Sansürleri kınıyor. Haklı.
Biz onu "gazeteciye hapis getiren kanunla ilgili her şey" patron
arzusuyla sansür edilirken, aleyhte tek satır yazılamazken,
otosansüre diklenenler kovulurken, "Azledilen Tantan'dan yana"
yazısı cartlanırken de bu pistlerde görmek isterdik.
Olmadı!
Tabii insan değişiyor da...
Sabah'ta yazarken, "Susurluk düzeni yerleştiren Çiller familyası"
destekçisi görmemek isterdik...
Ne tuhaf, tam tersi...
Refahyol'a, yani daha önce desteklediği Çiller'e de 28 Şubat
organizasyonunda yine Sabah'ta vururken görmemek isterdik... "28
Şubat askeri müdahalesi" nden yana yazmasın isterdik...
Olmadı.
Yazı işleri müdürü
"12 Eylül darbesi sonrası Cumhuriyet'i"nde yazı işleri müdürüm Okay
Gönensin.

● ● ● ●

▶ **Alıştırma Yönergesi**: Lütfen metne dayanarak "gazeteciye hapis getiren kanunla ilgili her şey" ifadesinin neden sansür edildiğini açıklayın.

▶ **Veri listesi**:
● ● ● ●

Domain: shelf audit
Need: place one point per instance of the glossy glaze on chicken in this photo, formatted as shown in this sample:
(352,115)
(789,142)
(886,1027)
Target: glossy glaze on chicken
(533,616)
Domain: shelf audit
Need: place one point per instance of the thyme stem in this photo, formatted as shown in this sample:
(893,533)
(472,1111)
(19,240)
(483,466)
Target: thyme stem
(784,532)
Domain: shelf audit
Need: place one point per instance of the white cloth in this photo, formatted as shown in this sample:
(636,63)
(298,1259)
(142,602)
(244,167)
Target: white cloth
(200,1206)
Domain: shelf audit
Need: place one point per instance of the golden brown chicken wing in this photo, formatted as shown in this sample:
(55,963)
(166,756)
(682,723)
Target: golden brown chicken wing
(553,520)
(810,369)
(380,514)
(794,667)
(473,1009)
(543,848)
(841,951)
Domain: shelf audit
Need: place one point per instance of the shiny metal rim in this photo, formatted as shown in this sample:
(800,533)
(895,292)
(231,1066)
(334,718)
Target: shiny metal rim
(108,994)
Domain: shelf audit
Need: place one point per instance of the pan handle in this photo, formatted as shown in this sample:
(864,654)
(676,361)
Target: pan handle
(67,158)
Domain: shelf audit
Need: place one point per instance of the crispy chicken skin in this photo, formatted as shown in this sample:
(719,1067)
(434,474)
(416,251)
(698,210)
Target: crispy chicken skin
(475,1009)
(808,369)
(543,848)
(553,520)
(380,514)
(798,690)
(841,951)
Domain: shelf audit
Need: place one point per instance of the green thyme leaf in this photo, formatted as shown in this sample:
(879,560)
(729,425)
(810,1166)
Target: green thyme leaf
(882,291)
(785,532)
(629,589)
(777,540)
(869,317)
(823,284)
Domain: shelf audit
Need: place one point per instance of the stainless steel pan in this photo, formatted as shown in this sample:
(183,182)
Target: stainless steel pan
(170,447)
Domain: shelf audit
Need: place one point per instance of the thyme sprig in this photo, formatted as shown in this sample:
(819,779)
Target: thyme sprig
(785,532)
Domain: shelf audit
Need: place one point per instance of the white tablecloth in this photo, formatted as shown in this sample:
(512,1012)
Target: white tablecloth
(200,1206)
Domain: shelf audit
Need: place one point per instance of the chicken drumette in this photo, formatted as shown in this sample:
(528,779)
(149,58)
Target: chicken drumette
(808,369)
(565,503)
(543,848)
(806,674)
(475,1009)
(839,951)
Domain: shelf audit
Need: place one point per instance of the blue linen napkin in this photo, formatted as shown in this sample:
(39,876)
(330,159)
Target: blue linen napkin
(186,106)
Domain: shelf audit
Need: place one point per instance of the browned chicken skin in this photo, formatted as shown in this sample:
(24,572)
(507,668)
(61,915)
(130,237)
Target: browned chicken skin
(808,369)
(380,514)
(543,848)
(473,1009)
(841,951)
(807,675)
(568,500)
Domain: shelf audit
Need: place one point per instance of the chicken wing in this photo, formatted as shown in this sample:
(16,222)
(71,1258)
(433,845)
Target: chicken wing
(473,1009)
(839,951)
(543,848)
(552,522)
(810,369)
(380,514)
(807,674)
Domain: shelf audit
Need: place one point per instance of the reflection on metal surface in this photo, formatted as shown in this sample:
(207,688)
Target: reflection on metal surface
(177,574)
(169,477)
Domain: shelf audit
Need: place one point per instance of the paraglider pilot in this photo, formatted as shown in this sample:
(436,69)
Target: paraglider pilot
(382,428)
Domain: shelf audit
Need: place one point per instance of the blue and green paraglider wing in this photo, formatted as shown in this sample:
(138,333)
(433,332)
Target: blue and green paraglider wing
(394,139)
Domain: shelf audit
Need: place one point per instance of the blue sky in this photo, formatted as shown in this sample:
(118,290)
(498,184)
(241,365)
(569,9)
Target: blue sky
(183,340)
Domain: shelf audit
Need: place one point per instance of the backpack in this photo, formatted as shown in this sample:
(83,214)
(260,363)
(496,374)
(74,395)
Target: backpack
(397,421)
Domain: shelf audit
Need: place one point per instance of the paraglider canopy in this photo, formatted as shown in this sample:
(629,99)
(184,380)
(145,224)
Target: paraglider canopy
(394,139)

● ● ● ●

▶ **Çözüm**: Metne göre gazeteciye hapis getiren kanunla ilgili her şey "patron arzusuyla", yani patronun isteği doğrultusunda sansür ediliyordu.